Task details: Give every line of the listing back, exactly as written.

Data for analysis:
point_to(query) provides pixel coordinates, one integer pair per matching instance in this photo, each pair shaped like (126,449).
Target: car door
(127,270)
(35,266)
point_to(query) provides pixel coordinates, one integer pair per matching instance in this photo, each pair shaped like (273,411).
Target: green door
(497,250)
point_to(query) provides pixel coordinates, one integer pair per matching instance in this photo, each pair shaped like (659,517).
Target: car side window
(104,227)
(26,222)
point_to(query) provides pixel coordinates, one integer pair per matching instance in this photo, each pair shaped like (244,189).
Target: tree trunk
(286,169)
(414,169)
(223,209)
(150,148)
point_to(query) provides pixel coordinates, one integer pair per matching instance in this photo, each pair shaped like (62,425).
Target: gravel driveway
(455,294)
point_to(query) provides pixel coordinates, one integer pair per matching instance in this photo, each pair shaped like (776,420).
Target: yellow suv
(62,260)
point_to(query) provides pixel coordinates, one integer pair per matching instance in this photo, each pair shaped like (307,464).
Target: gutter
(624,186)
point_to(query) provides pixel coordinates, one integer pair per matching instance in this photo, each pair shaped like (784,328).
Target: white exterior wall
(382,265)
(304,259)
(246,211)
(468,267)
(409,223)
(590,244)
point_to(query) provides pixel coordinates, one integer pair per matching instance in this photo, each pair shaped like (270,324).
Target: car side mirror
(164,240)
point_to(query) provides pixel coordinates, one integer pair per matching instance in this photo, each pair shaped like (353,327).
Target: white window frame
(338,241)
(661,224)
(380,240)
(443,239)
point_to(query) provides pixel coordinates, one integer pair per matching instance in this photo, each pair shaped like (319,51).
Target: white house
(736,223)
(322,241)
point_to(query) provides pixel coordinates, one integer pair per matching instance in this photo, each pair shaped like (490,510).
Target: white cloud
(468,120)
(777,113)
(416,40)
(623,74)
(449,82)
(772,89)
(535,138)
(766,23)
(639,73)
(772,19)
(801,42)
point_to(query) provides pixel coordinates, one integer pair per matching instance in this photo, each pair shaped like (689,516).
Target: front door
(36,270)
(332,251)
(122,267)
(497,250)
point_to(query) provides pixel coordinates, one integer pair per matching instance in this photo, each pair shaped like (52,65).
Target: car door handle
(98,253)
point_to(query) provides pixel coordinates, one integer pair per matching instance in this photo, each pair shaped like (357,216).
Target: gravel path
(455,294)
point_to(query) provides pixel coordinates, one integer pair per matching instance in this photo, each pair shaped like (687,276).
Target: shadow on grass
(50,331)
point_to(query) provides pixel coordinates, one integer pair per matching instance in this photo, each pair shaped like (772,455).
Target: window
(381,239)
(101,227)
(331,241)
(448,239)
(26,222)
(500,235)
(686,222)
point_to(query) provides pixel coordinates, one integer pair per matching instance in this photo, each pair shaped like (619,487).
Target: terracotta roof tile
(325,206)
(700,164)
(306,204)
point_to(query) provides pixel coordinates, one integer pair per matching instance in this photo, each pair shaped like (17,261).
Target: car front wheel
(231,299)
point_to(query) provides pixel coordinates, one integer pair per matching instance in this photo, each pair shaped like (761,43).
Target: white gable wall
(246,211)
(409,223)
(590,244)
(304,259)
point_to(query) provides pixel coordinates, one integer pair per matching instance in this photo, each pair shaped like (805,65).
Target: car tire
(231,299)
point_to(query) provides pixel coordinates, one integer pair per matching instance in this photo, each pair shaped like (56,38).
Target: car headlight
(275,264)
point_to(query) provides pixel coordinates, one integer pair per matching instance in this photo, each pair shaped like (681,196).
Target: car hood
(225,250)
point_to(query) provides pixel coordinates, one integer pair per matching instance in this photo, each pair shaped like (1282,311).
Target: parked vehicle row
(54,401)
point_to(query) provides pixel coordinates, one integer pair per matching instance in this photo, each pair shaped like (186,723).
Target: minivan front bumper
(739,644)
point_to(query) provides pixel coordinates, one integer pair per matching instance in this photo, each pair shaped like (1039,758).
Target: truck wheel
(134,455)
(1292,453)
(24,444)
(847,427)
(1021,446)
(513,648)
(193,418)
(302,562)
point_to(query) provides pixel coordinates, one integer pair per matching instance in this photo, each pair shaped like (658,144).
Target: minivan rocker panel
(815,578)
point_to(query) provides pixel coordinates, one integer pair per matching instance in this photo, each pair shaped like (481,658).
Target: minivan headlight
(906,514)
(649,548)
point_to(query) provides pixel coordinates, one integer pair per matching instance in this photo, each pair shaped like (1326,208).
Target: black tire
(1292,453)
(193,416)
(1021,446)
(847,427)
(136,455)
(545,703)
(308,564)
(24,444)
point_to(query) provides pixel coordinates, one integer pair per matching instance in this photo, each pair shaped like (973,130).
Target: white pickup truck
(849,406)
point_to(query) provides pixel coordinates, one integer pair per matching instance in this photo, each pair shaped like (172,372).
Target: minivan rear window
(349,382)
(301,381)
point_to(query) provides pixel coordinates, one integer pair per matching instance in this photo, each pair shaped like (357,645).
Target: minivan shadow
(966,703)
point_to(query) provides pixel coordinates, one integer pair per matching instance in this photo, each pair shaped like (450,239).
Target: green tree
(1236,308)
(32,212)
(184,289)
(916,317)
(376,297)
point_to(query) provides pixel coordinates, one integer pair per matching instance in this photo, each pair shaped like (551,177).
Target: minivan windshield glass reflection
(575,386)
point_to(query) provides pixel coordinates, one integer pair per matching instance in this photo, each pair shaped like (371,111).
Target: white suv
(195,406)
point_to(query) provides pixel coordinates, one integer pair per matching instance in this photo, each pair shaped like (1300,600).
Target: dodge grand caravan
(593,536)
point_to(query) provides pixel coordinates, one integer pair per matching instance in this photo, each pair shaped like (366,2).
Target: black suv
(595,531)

Problem solution:
point_to(query) provides pixel coordinates, one integer pair per matching instance in this photo, each pair shaped like (126,449).
Target: car door
(127,270)
(35,266)
point_to(query) provides pixel coordinates, one integer pair per matching instance in this photo, each pair shaped like (273,411).
Target: green door
(497,250)
point_to(query) provides pixel coordinates, one integer pair per matching instance in this photo, each pair shaped like (659,517).
Target: car side window
(104,227)
(26,222)
point_to(query) provides pixel coordinates, one integer pair per matching instance in this photo, each pair shaped like (244,189).
Target: tree trunk
(286,169)
(414,169)
(223,209)
(150,148)
point_to(query) provides pixel coordinates, one integer pair per matching instance in this photo, each pair shaped like (62,425).
Target: gravel driveway
(455,294)
point_to(query) provides pixel coordinates, one integer pair per matching instance in this photo, each pair shaped like (776,420).
Target: yellow suv
(62,260)
point_to(query) provides pixel coordinates, one integer pair per matching instance in this photo, each pair shaped like (307,464).
Target: gutter
(624,186)
point_to(query) provides pixel coordinates, one integer pair per matching instance in this photo, each pair shaped like (784,328).
Target: white exterior wall
(382,265)
(304,259)
(246,211)
(468,267)
(409,223)
(590,244)
point_to(query) provides pixel coordinates, one integer pair per matching instance in this photo, each pair shaped like (270,324).
Target: car side mirror
(164,240)
point_to(query) provides pixel coordinates, one integer pair per matching instance in this photo, each pair shaped like (353,327).
Target: white window frame
(338,241)
(661,224)
(380,240)
(443,239)
point_to(query) provides pixel coordinates, one integer pair per matching instance in this photo, each pair shaped like (319,51).
Target: white house
(736,223)
(322,241)
point_to(query) provides pixel coordinates, one integer pair per matching instance in this photo, each pair shaped like (490,510).
Target: white cloud
(468,120)
(777,113)
(416,40)
(623,74)
(449,82)
(772,89)
(535,138)
(766,23)
(639,73)
(772,19)
(801,42)
point_to(query) provides pixel coordinates, one integer pair per matching instance in this photo, each pair shaped like (689,516).
Target: front door
(36,270)
(332,251)
(122,267)
(497,250)
point_to(query) provides pixel coordinates, one integer pair per matching instance in this photo, each pair shaped like (52,65).
Target: car door handle
(98,253)
point_to(query) provides pixel coordinates, one integer pair per matching instance in this photo, each pair shaped like (357,216).
Target: gravel path
(455,294)
point_to(query) provides pixel coordinates, one integer pair per matching instance in this photo, each pair shaped like (687,276).
Target: shadow on grass
(50,331)
point_to(query) provides pixel coordinates, one integer pair per matching instance in this photo, each pair shaped like (772,455).
Target: window
(381,239)
(101,227)
(331,241)
(448,239)
(26,222)
(500,235)
(686,222)
point_to(query) provides pixel coordinates, one integer pair per matching instance in this photo, each pair shaped like (619,487).
Target: terracotta roof tile
(325,206)
(700,164)
(306,204)
point_to(query) provides pixel coordinates, one integer pair per matching instance in this photo, each pair shaped like (17,261).
Target: car front wheel
(231,299)
point_to(query) provides pixel coordinates, one integer pair per matching instance in this photo, each pair shaped like (761,43).
Target: white gable wall
(246,211)
(409,223)
(590,244)
(304,259)
point_to(query) provides pixel coordinates, one integer pair per matching instance in this photo, each pair shaped like (805,65).
Target: car tire
(231,299)
point_to(query) provides pixel coordinates, one integer pair per matching instance in this photo, each pair shaped like (56,38).
Target: car headlight
(275,264)
point_to(query) provides pixel coordinates, one integer pair per matching instance in this photo, each pair shaped like (681,196).
Target: car hood
(225,250)
point_to(query) provides pixel coordinates, one integer pair per matching instance in this photo, each pair shaped like (1282,311).
Target: parked vehicle row
(54,401)
point_to(query) provides pixel coordinates, one integer pair per matching instance in this photo, each pair shaped like (186,723).
Target: minivan front bumper
(739,644)
point_to(query) provides pixel coordinates, one integer pair per matching instance in this photo, each pair shaped like (1039,758).
Target: truck wheel
(134,455)
(1292,453)
(24,444)
(847,427)
(1021,446)
(513,648)
(193,418)
(302,562)
point_to(query) provides pixel coordinates, one integer pair per matching instance in this photo, each pair shaped like (658,144).
Target: minivan rocker panel
(815,578)
point_to(query) provides pixel coordinates, one integer pair per matching instance in this photo, each pair shaped like (481,658).
Target: minivan headlight
(906,514)
(649,548)
point_to(query) provides pixel coordinates, one integer pair per matching instance in this photo, each pair shaped like (1326,208).
Target: black tire
(1292,453)
(193,416)
(1021,446)
(847,427)
(136,455)
(545,703)
(308,564)
(24,444)
point_to(query) provides pixel coordinates, one integer pair per matching instance in this photo, each pair shaped like (973,130).
Target: white pickup truck
(849,406)
point_to(query) provides pixel coordinates, one integer pair per matching instance in this photo, each pair shaped like (172,372).
Target: minivan rear window
(349,382)
(301,381)
point_to(query) provides pixel coordinates, one integer pair per matching instance in this photo, each pair shaped like (357,645).
Target: minivan shadow
(966,703)
point_to(query) provides pixel coordinates, one integer pair per matching instance in this photo, each pair shaped like (450,239).
Target: green tree
(1236,308)
(32,212)
(184,289)
(916,317)
(376,297)
point_to(query) provides pixel coordinates, one integer pair per matching instance in this photo, each pair shaped like (551,177).
Target: minivan windshield glass reflection
(575,386)
point_to(query) provides pixel coordinates, one integer pair per matching instance in this photo, each pair shaped like (371,111).
Target: white suv
(195,406)
point_to(query) provides pixel coordinates, one integer pair per matching instance in this photo, each pair shaped like (1300,600).
Target: dodge grand caravan
(593,536)
point_to(query) provides pixel coordinates, one integer pair per matching instance in this photo, each pair shaped like (366,2).
Target: black suv
(595,531)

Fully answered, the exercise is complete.